Directive =>
Pull out every line of the data below that contains the string "slab", matching case exactly.

— BEGIN Data to use —

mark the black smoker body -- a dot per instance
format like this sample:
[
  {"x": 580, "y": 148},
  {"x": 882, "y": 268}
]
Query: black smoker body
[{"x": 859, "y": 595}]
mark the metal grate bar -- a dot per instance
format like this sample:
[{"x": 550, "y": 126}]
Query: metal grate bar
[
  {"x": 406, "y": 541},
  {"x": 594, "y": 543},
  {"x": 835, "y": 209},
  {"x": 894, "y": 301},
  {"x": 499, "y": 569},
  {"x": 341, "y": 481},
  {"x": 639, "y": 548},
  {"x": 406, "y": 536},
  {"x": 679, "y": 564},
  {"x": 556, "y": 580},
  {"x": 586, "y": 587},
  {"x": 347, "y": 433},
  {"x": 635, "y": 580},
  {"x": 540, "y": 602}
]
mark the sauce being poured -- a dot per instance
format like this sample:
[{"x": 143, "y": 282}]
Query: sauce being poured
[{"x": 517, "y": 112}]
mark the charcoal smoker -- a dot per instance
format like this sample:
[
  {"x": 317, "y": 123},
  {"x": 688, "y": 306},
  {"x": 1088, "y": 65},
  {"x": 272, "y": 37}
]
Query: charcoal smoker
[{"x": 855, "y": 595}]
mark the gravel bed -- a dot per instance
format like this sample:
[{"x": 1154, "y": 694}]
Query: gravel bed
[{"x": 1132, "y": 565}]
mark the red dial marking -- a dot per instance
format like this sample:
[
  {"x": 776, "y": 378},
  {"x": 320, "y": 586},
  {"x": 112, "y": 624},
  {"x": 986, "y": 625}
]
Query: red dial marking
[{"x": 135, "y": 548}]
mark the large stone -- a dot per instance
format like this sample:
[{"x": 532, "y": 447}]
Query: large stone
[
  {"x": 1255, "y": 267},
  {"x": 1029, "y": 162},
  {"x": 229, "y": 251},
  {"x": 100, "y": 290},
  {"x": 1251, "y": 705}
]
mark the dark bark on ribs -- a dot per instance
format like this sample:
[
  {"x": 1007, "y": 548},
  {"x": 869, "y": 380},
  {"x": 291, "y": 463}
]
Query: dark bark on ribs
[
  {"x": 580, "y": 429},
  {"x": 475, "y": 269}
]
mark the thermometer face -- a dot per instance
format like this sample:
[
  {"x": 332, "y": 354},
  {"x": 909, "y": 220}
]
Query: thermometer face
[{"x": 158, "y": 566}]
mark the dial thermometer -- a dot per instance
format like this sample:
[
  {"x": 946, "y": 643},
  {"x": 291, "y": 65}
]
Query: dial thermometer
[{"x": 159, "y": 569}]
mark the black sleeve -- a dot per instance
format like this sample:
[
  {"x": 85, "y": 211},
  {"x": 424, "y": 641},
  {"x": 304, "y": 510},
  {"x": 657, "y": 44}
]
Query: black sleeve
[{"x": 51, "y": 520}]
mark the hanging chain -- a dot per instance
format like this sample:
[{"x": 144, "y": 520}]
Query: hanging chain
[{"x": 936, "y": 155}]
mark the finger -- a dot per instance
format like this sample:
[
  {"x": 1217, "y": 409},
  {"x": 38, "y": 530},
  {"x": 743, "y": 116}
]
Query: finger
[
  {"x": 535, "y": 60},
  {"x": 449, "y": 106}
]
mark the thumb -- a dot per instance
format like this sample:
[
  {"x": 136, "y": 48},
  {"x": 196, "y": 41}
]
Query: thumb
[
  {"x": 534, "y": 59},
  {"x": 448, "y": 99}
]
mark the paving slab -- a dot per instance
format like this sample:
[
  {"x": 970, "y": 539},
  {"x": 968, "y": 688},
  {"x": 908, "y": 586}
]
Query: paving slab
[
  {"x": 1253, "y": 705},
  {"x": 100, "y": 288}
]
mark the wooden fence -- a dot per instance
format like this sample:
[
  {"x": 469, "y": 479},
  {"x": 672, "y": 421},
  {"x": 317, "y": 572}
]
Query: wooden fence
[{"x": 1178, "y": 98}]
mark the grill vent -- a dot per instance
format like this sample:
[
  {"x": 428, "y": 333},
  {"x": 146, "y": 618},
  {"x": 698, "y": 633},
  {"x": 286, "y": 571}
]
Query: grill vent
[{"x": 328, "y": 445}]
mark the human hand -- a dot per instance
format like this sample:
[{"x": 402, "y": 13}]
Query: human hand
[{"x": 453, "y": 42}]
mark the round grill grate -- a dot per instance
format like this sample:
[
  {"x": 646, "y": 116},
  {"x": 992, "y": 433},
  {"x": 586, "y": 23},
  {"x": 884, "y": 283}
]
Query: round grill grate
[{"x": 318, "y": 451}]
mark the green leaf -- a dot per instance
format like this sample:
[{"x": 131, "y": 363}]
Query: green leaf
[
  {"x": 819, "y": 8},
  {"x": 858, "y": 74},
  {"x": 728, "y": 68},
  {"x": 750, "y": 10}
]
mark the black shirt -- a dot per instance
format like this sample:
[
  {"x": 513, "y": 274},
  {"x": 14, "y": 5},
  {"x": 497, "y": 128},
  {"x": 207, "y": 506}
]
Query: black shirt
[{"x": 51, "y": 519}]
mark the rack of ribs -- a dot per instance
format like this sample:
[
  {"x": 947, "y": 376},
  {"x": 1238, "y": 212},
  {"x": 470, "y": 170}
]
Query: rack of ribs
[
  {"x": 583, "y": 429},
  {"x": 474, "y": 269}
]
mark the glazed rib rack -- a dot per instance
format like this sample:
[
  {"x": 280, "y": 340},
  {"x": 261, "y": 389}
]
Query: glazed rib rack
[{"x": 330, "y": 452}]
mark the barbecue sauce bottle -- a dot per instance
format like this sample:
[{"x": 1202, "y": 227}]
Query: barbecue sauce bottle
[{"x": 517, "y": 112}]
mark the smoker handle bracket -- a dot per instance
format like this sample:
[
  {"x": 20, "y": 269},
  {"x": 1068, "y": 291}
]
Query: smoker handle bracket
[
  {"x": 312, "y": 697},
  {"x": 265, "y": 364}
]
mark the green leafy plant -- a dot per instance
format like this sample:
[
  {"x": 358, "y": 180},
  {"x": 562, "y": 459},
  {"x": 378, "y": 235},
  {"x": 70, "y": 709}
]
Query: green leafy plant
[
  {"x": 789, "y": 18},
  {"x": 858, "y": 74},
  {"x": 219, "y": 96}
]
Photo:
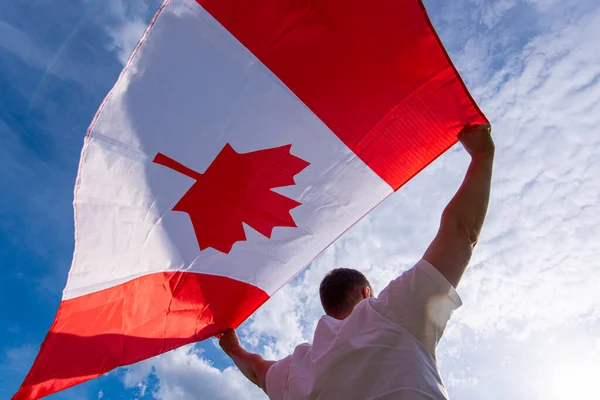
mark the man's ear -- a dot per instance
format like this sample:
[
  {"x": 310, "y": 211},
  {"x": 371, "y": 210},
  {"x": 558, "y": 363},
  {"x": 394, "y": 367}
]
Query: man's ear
[{"x": 366, "y": 293}]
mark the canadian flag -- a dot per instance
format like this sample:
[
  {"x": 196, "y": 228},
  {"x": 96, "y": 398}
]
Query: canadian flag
[{"x": 241, "y": 139}]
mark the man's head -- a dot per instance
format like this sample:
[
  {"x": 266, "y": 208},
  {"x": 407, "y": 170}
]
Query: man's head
[{"x": 341, "y": 290}]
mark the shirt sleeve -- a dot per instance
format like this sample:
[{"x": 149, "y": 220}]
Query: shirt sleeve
[
  {"x": 422, "y": 301},
  {"x": 277, "y": 379}
]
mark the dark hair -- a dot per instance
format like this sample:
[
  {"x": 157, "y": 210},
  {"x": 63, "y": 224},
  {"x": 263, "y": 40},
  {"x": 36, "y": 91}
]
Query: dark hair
[{"x": 341, "y": 289}]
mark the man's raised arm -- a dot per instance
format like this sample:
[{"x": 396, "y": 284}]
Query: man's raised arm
[{"x": 463, "y": 218}]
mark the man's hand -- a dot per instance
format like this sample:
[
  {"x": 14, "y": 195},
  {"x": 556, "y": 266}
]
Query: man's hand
[
  {"x": 229, "y": 341},
  {"x": 462, "y": 220},
  {"x": 253, "y": 366},
  {"x": 477, "y": 140}
]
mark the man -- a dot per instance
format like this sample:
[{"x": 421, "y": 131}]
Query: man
[{"x": 383, "y": 347}]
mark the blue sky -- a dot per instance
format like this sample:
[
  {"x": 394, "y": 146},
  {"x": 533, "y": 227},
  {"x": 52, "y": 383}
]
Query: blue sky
[{"x": 531, "y": 319}]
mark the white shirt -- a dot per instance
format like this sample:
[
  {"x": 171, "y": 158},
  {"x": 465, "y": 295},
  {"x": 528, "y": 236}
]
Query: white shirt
[{"x": 384, "y": 350}]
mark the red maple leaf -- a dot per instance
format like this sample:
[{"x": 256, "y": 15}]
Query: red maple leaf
[{"x": 236, "y": 188}]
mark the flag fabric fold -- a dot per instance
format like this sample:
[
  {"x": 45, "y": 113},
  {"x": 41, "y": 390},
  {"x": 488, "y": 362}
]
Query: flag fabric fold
[{"x": 241, "y": 139}]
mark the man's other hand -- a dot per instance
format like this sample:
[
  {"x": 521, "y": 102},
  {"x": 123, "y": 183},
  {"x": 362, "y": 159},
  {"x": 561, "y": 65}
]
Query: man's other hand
[
  {"x": 477, "y": 140},
  {"x": 229, "y": 341}
]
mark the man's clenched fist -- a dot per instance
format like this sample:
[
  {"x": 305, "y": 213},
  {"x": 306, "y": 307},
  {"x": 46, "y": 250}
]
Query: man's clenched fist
[
  {"x": 477, "y": 140},
  {"x": 229, "y": 341}
]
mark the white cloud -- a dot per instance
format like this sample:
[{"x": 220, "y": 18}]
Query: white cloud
[
  {"x": 185, "y": 374},
  {"x": 535, "y": 270}
]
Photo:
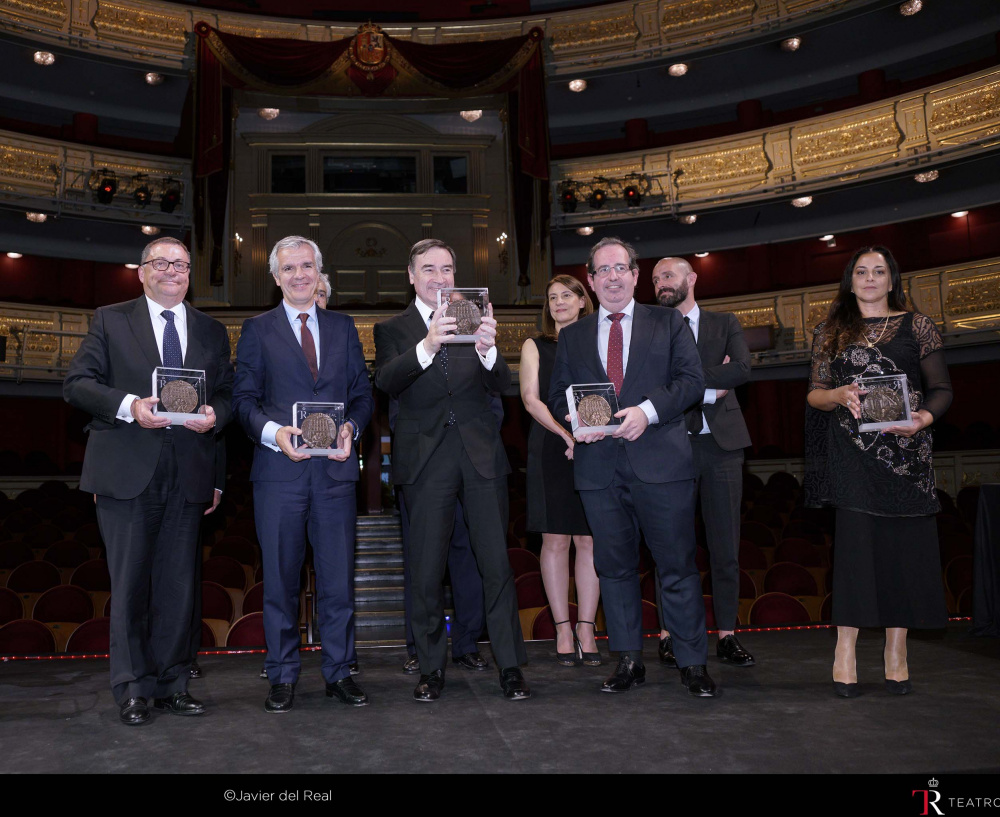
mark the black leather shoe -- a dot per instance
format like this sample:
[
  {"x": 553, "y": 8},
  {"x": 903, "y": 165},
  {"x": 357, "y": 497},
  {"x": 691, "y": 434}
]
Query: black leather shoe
[
  {"x": 627, "y": 674},
  {"x": 846, "y": 690},
  {"x": 698, "y": 682},
  {"x": 429, "y": 687},
  {"x": 347, "y": 691},
  {"x": 280, "y": 698},
  {"x": 180, "y": 703},
  {"x": 730, "y": 651},
  {"x": 473, "y": 661},
  {"x": 134, "y": 712},
  {"x": 898, "y": 687},
  {"x": 666, "y": 651},
  {"x": 514, "y": 687}
]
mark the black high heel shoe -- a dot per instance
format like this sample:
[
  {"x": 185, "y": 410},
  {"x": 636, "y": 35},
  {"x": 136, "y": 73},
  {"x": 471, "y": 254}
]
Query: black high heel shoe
[
  {"x": 567, "y": 659},
  {"x": 588, "y": 659}
]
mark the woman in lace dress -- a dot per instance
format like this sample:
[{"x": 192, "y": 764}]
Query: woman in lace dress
[{"x": 887, "y": 564}]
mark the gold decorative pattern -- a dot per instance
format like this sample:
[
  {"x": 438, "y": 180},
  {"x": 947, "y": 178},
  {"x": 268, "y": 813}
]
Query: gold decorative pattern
[
  {"x": 721, "y": 165},
  {"x": 870, "y": 135},
  {"x": 600, "y": 33},
  {"x": 970, "y": 107},
  {"x": 124, "y": 21},
  {"x": 29, "y": 164},
  {"x": 52, "y": 9},
  {"x": 699, "y": 13}
]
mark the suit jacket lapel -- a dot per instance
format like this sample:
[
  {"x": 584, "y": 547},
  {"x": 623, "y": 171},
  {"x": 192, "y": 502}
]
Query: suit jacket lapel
[
  {"x": 142, "y": 328},
  {"x": 194, "y": 356},
  {"x": 283, "y": 330},
  {"x": 642, "y": 335}
]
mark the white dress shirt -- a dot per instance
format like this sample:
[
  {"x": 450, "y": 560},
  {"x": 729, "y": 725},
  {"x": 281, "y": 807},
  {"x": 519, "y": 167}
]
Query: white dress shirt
[
  {"x": 425, "y": 359},
  {"x": 694, "y": 319},
  {"x": 603, "y": 336},
  {"x": 159, "y": 323}
]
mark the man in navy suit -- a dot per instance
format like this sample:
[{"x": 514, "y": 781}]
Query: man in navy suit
[
  {"x": 640, "y": 477},
  {"x": 299, "y": 353},
  {"x": 153, "y": 481}
]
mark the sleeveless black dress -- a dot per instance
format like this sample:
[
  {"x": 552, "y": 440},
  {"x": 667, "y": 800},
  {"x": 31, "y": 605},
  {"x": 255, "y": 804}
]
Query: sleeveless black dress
[
  {"x": 553, "y": 504},
  {"x": 887, "y": 569}
]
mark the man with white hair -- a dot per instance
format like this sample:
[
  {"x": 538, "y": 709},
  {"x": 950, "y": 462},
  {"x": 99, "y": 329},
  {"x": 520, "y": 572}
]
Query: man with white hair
[{"x": 297, "y": 352}]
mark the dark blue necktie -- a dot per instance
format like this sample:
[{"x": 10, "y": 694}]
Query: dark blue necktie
[{"x": 172, "y": 356}]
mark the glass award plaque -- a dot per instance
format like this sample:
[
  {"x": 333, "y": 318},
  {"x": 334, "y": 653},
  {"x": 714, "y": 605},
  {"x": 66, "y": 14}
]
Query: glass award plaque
[
  {"x": 468, "y": 306},
  {"x": 885, "y": 401},
  {"x": 321, "y": 424},
  {"x": 181, "y": 393},
  {"x": 592, "y": 407}
]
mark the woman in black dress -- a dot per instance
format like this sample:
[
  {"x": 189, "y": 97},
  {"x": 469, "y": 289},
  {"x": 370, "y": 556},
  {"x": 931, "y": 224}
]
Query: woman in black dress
[
  {"x": 554, "y": 507},
  {"x": 887, "y": 565}
]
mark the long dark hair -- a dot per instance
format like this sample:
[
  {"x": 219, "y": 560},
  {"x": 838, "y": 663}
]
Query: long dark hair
[{"x": 844, "y": 322}]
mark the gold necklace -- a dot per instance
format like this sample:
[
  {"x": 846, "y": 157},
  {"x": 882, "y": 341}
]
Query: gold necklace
[{"x": 868, "y": 339}]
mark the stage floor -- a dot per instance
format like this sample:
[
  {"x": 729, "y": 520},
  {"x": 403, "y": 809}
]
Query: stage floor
[{"x": 780, "y": 716}]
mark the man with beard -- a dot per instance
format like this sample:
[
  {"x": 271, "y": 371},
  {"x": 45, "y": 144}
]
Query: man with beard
[{"x": 718, "y": 435}]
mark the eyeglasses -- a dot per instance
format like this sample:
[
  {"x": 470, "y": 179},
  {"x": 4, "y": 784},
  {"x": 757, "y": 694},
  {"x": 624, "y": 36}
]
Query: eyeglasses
[
  {"x": 604, "y": 272},
  {"x": 162, "y": 264}
]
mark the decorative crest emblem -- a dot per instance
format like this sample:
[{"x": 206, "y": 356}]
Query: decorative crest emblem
[{"x": 369, "y": 49}]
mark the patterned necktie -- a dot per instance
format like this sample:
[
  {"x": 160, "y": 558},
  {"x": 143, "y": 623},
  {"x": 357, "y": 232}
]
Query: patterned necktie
[
  {"x": 172, "y": 356},
  {"x": 442, "y": 357},
  {"x": 308, "y": 346},
  {"x": 693, "y": 418},
  {"x": 616, "y": 343}
]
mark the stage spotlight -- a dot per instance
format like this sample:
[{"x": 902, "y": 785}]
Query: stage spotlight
[
  {"x": 141, "y": 194},
  {"x": 567, "y": 200},
  {"x": 171, "y": 196},
  {"x": 108, "y": 186}
]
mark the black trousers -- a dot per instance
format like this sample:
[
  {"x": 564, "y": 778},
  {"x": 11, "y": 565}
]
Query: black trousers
[
  {"x": 450, "y": 477},
  {"x": 664, "y": 512},
  {"x": 152, "y": 543}
]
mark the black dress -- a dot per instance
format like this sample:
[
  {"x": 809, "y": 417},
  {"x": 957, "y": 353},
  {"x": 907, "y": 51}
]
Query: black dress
[
  {"x": 887, "y": 565},
  {"x": 553, "y": 504}
]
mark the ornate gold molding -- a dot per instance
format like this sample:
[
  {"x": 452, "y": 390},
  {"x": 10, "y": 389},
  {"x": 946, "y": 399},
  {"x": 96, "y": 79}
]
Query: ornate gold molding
[{"x": 939, "y": 124}]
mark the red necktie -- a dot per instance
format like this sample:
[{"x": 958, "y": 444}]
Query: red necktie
[
  {"x": 616, "y": 343},
  {"x": 308, "y": 346}
]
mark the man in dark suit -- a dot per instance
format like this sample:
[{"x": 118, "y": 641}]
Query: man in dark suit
[
  {"x": 153, "y": 480},
  {"x": 297, "y": 352},
  {"x": 447, "y": 448},
  {"x": 718, "y": 435},
  {"x": 640, "y": 477}
]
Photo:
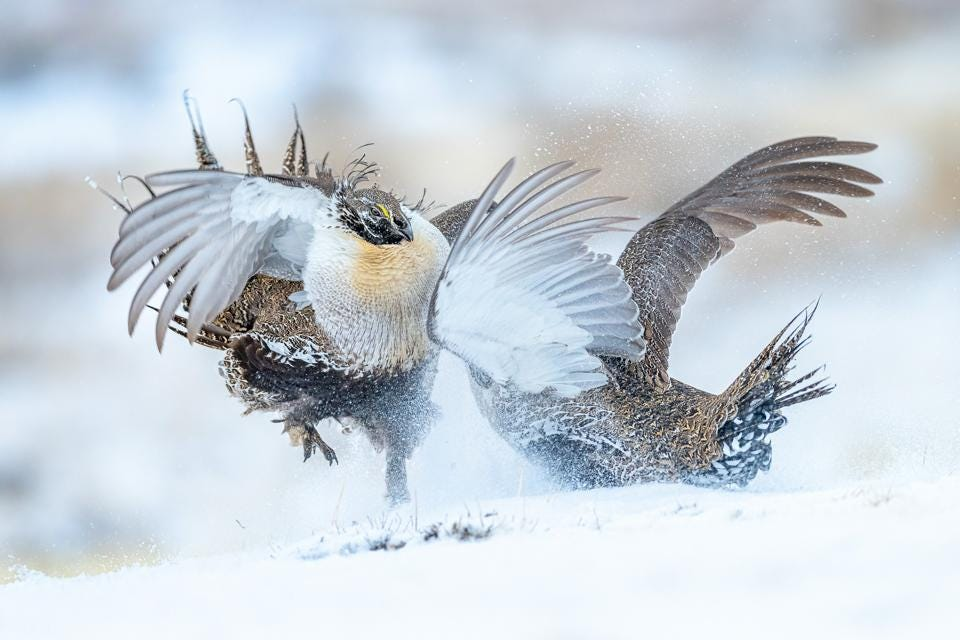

— END Data to use —

Output of the task =>
mark the paving slab -- a dot per instance
Query: paving slab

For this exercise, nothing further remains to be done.